## Data extracts
----------------
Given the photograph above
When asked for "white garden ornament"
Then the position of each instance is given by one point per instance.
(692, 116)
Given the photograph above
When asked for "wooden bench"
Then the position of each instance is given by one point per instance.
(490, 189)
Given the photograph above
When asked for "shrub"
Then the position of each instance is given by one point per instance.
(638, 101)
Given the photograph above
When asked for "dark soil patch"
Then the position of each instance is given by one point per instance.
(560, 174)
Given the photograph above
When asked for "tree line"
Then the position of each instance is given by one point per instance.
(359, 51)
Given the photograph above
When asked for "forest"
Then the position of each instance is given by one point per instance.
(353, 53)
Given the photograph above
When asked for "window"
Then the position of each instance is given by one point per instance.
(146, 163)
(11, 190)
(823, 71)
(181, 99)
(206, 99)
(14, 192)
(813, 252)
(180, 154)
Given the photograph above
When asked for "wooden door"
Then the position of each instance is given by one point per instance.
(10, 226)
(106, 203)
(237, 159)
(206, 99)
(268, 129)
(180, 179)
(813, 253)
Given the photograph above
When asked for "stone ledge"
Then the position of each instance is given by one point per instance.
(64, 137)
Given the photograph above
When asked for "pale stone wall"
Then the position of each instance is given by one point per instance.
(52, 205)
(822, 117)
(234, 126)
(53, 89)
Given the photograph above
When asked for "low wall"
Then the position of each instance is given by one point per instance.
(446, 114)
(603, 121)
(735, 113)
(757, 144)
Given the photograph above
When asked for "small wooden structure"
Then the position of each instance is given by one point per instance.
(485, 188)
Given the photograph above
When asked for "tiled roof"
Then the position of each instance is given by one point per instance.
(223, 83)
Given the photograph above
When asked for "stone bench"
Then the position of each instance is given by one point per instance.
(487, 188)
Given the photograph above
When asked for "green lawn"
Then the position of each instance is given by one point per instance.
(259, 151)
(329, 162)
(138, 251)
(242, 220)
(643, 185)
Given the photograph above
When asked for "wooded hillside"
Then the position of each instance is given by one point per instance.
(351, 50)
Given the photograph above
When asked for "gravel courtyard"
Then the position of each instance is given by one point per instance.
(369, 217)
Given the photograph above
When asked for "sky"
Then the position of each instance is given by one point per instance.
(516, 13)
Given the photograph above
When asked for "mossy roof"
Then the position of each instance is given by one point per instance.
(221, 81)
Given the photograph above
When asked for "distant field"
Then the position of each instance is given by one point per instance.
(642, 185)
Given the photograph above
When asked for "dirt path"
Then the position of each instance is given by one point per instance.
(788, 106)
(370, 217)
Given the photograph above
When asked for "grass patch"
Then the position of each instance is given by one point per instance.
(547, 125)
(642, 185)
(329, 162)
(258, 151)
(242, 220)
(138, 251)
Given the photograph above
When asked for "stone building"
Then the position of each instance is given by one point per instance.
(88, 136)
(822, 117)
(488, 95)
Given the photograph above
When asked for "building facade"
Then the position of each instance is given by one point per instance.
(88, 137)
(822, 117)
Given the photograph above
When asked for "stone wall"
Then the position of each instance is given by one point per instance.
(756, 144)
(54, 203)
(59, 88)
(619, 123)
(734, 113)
----------------
## Brief
Print the entries exactly.

## Solved exercise
Given the photograph above
When asked for "white garden ornament"
Then the position of each instance is given by one point per instance.
(692, 116)
Given the photograph above
When asked for "wooden bench"
Then the position of each instance is given by one point per instance.
(490, 189)
Given the photograph above
When asked for "shrub"
Then the position of each instance is given by one point per instance.
(638, 101)
Given the photograph above
When asked for "dark soil patch"
Then the position of each instance is given by one point per instance.
(560, 174)
Given the photograph above
When asked for "tree line"
Then the position of each instance is given by one point per instance.
(359, 51)
Given the photograph above
When asked for "forest"
Then the position of each instance is given by one point per instance.
(353, 53)
Given the photograph above
When asked for "window"
Then the position of each instance is given by one point per instance.
(146, 163)
(11, 190)
(823, 71)
(181, 99)
(206, 99)
(14, 192)
(813, 252)
(180, 154)
Given the photograph above
When asked for "wooden door"
Then the position of each instance is given by one point per instance.
(10, 226)
(106, 203)
(237, 159)
(206, 99)
(268, 129)
(180, 179)
(813, 253)
Given the photograph above
When asked for "stone ledge"
Then the position of each instance is given by one point per instance.
(64, 137)
Given the photograph above
When asked for "pale stone wall"
Then the position of each instance is given by one point per instance.
(52, 205)
(822, 117)
(234, 126)
(53, 89)
Given the photograph above
When asked for "low wall"
Then the position of each instance is given by one point per instance.
(446, 114)
(603, 121)
(735, 113)
(757, 144)
Given the photograph above
When asked for "small wooden structure"
Then the position of each instance is given by one point per instance.
(485, 188)
Given the photograph above
When asked for "tiled roof"
Then the position of each instance is given by one point per instance.
(223, 83)
Given the photograph above
When asked for "stone bench"
Then the position of each instance is given by one point per instance.
(487, 188)
Given the photograph above
When asked for "green lawn"
Then the position of each instance is given by one point per instance.
(259, 151)
(329, 162)
(138, 251)
(242, 220)
(643, 185)
Given the photograph above
When asked for "wooded hillside"
Then the position of each instance is given by one point per instance.
(351, 50)
Given the photograph above
When asked for "gravel courtyard"
Then the position of each instance is given by one point per instance.
(369, 217)
Given the photograph above
When asked for "sky"
Then the position of each instance is given by one point per instance.
(516, 13)
Given the photograph above
When asked for "mossy roof"
Then the position of each instance is given by one point per instance.
(221, 81)
Given the photograph above
When asked for "distant field"
Then the position of each instance is given by one point per instance.
(642, 185)
Given the photograph above
When asked for "dirt path"
Then the position of each instance is given by one point per instance.
(788, 106)
(370, 217)
Given the photograph above
When asked for "grass patch"
Then the position of each instance is given by one point per instance.
(547, 125)
(642, 185)
(329, 162)
(258, 151)
(242, 220)
(138, 251)
Given the photograph above
When asked for "stone building"
Then the position of each instance is given by one point per instance.
(88, 136)
(822, 117)
(488, 95)
Given the photograph above
When asked for "building facade"
Then the position of each instance is given by one point per instance.
(88, 137)
(822, 117)
Given the photograph above
When asked for "stone wall"
Then the position of each instance is given by one point per instance.
(756, 144)
(54, 203)
(59, 88)
(619, 123)
(734, 113)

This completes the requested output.